▸ **Rows**:

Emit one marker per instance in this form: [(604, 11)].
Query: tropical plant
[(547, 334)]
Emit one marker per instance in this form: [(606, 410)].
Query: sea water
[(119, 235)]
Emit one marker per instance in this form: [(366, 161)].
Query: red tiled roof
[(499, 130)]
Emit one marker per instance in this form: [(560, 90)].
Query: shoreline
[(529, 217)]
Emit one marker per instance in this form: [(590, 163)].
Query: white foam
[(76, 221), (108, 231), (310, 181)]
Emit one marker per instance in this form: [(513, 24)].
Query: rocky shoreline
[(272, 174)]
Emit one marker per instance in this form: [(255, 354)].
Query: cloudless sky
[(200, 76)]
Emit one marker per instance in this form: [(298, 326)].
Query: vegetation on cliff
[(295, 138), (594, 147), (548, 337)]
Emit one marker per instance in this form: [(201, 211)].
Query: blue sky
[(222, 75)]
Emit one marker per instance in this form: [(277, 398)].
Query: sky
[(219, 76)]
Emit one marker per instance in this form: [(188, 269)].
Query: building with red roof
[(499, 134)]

▸ **Set problem**:
Copy all the items above again, including the requests, and add 150 to each number in the answer coordinates, leaving the requests and their format samples unchanged.

▸ **Response below**:
Emit one marker per instance in this form: [(604, 11)].
Query: tropical plant
[(697, 484)]
Emit one marker per instance in this form: [(606, 410)].
Query: sea water
[(269, 385)]
Emit one marker per instance in this form: [(366, 161)].
Query: red tiled roof
[(649, 280)]
Emit one marker per instance in this form: [(560, 90)].
Query: shoreline
[(679, 367)]
Emit one marker per instance in this form: [(590, 163)].
Query: white foam
[(226, 371), (258, 381), (460, 331)]
Emit one marker per instance in this form: [(513, 24)].
Query: rocky shoreline
[(422, 324)]
Emit one marker per instance in this form: [(255, 354)].
Query: cloudless sky
[(350, 226)]
Emit one marker per instance in this form: [(298, 326)].
Query: vegetation on cliff
[(445, 288), (744, 297), (698, 487)]
Emit one marker per instance in this form: [(201, 211)].
Query: blue sky
[(372, 225)]
Emit one marker per instance in this form: [(277, 398)].
Query: sky
[(369, 226)]
Emit one marker per instance in this form: [(188, 269)].
Query: building with red roof
[(649, 284)]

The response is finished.